◆ **Provided text**:
● ● ● ● ●
Allison M. Greene and Christopher R. Bailey
Medical schools are continually developing novel strategies for recruiting students with the qualities that they believe will produce successful doctors. Intelligence and academic achievement, attributes that are relatively straightforward to evaluate, were once the cruxes of the interview process. But people skills are becoming increasingly paramount and despite their significance medical schools have found them quite complicated to assess systematically.
A recent New York Times article describes the newest strategy designed to discern socially conscious medical students: the multiple mini interview or MMI. Author Harris likens the process to speed dating, but rather than wooers perched on bar stools foraging awkwardly for words, imagine admissions personnel waiting behind closed doors equipped with sheets of paper that outline predetermined conversation topics. The controversial issues we’re warned to avoid on first dates are fair game for the dozen-or-so mini discussions between the interviewers and the applicants. This year, the MMI was used in at least eight medical schools in the United States and thirteen schools in Canada.
The technique is designed to assess how well candidates can think quickly, work collaboratively, listen well, demonstrate cultural competence, and form conclusions that are in accord with both their own and other people’s perspectives. The underlying idea is that these abilities are essential for interactions with patients and colleagues because they require fundamental communication tools. But does success in the MMI really translate to success in the professional world?
The MMI makes for an interesting icebreaker, but we question whether it assesses the right types of attributes in candidates. Working with colleagues and patients does require listening skills and cultural competence, but it also requires aptitudes that are not necessarily measured in the MMI. In fact, we argue that some personality traits that might help students in the MMI are the very traits that patients might find undesirable in doctors. Consider, for example, the strongly opinionated, outspoken applicant who knows to listen patiently while others speak but has no concern for what they say. Conversely, consider the timid applicant with genuine intentions who is overshadowed by an outspoken peer. The former might fare better in the MMI, but when it comes to building rapport with patients, the student with the ability to listen keenly to a patient will build a more intimate relationship, which ultimately translates to better care.
Though the MMI has the ability to assess an applicant’s endurance–the process can last as long as four hours–and facility to solve problems quickly and efficiently, it does not allow the interviewers the same detailed portrait of an applicant’s personality that a traditional interview affords. In a way, applicants should not be running a marathon that assesses one aspect of their persona. Instead applicants should be put through a sort of decathlon that assesses their whole character. The traditional interview is the proverbial decathlon that will, in due course, give medical schools a holistic view of their potential pupils and should remain the primary means of evaluating America’s future physicians. The MMI is not ineffective, but we believe that if medical schools choose to use it, they should use it in conjunction with more traditional interview methods.
1. Harris, G. New For Aspiring Doctors, the People Skills Test. The New York Times. July 10, 2011.
● ● ● ● ●
◆ **Set of tasks**:
a – In the essay on the multiple mini interview, how many medical schools in Canada used the MMI this year?
b – Retype the part of the essay on the multiple mini interview that opens with the words containing "A recent New" and closes with "schools in Canada.".
● ● ● ● ●
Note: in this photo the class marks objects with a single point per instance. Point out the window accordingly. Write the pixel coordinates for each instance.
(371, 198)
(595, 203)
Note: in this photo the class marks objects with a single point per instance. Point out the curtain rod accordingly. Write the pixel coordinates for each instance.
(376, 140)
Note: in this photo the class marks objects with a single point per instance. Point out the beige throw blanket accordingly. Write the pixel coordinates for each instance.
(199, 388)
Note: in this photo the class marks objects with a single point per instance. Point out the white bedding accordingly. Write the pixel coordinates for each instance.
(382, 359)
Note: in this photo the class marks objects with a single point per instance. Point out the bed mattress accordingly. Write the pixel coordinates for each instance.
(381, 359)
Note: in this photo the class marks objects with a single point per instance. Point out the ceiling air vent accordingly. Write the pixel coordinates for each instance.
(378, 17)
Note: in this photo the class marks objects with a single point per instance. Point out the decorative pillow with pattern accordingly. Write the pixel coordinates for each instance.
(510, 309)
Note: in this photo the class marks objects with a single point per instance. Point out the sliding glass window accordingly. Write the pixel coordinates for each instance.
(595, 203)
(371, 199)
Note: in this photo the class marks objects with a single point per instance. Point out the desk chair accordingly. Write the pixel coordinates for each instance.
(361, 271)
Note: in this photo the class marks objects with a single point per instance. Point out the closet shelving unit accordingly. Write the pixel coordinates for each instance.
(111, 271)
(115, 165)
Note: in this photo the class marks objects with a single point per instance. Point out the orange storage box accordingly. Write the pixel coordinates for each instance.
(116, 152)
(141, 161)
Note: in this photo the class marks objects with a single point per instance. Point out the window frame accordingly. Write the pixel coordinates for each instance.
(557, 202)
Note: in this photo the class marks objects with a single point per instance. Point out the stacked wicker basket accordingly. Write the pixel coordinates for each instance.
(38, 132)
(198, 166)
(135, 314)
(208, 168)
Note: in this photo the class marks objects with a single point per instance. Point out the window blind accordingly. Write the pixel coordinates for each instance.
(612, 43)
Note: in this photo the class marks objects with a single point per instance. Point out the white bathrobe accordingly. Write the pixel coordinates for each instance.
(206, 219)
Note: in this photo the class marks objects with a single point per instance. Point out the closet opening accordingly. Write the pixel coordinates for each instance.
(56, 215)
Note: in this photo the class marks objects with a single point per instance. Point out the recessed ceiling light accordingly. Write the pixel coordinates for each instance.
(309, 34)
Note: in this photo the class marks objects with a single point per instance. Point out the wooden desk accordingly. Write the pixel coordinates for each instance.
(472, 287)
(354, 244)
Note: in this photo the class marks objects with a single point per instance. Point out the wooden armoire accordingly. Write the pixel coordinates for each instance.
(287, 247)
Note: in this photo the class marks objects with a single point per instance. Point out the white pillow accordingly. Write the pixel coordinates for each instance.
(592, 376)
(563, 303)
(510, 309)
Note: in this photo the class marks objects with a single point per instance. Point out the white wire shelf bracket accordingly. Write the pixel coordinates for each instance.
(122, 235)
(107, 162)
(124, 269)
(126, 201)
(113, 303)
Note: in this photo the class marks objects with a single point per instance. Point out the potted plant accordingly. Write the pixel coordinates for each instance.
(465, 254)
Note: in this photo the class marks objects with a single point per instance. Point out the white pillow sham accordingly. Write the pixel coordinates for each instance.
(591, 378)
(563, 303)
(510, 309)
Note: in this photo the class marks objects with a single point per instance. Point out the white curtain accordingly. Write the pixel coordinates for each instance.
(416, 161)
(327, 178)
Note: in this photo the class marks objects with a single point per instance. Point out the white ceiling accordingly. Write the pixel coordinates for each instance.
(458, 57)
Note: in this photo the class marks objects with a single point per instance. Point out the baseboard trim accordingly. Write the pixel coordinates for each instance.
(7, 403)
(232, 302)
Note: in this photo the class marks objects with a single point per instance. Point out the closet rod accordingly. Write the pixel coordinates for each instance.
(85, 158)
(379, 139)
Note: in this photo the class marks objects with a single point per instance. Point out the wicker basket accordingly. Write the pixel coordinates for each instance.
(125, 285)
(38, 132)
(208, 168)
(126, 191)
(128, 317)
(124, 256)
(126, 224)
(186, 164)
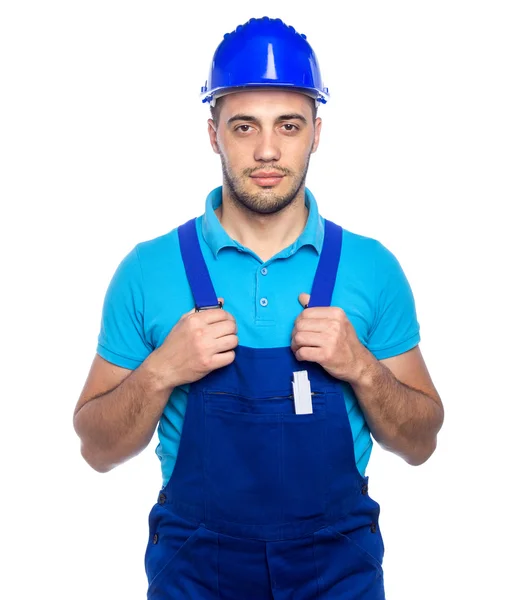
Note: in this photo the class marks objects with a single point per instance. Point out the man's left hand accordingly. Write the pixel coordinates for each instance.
● ● ● ● ●
◆ **Responses**:
a – Thirteen.

b –
A recent New York Times article describes the newest strategy designed to discern socially conscious medical students: the multiple mini interview or MMI. Author Harris likens the process to speed dating, but rather than wooers perched on bar stools foraging awkwardly for words, imagine admissions personnel waiting behind closed doors equipped with sheets of paper that outline predetermined conversation topics. The controversial issues we’re warned to avoid on first dates are fair game for the dozen-or-so mini discussions between the interviewers and the applicants. This year, the MMI was used in at least eight medical schools in the United States and thirteen schools in Canada.